Entries taken from a collection

▬▬▬▬▬▬

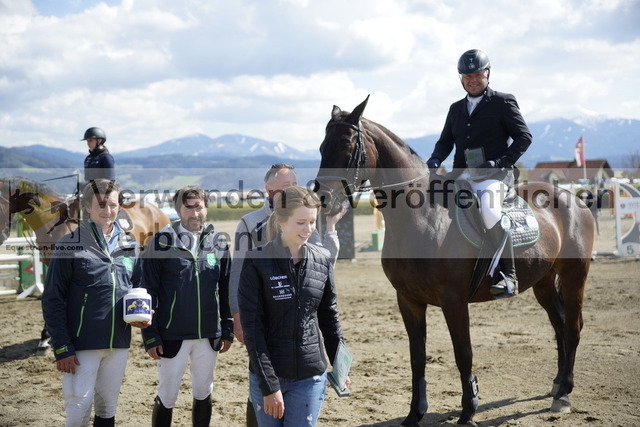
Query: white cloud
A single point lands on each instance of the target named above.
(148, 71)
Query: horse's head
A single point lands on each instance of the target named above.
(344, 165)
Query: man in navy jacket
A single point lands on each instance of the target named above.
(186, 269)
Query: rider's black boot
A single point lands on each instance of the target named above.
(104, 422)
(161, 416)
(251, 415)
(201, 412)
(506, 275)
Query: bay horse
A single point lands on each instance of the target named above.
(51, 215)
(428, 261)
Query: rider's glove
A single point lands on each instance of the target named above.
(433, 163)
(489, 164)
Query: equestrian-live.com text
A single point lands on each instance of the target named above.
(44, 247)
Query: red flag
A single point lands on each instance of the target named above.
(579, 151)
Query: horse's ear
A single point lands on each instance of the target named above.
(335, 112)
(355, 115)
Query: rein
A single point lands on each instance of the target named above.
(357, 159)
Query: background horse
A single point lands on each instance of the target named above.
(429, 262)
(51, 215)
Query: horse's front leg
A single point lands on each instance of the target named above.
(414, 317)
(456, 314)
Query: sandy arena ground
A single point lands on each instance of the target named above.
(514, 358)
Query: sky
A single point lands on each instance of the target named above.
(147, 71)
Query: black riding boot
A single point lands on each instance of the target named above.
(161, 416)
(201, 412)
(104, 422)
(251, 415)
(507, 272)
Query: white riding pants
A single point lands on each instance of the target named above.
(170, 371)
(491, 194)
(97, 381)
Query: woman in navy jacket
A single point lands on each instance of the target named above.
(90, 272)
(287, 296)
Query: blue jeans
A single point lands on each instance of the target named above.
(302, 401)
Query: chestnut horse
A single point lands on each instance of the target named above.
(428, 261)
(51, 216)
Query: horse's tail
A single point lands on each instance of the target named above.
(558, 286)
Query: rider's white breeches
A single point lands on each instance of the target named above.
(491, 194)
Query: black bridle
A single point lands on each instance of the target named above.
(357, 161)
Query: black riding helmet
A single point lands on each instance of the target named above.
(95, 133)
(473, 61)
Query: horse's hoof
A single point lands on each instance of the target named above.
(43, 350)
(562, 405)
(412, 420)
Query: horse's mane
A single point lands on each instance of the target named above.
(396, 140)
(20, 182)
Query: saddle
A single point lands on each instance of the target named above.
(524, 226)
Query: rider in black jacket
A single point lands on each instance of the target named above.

▬▬▬▬▬▬

### Try it
Check every line of the entries above for the word "white" and report how many lines contain it, giving the number only.

### Answer for this exercise
3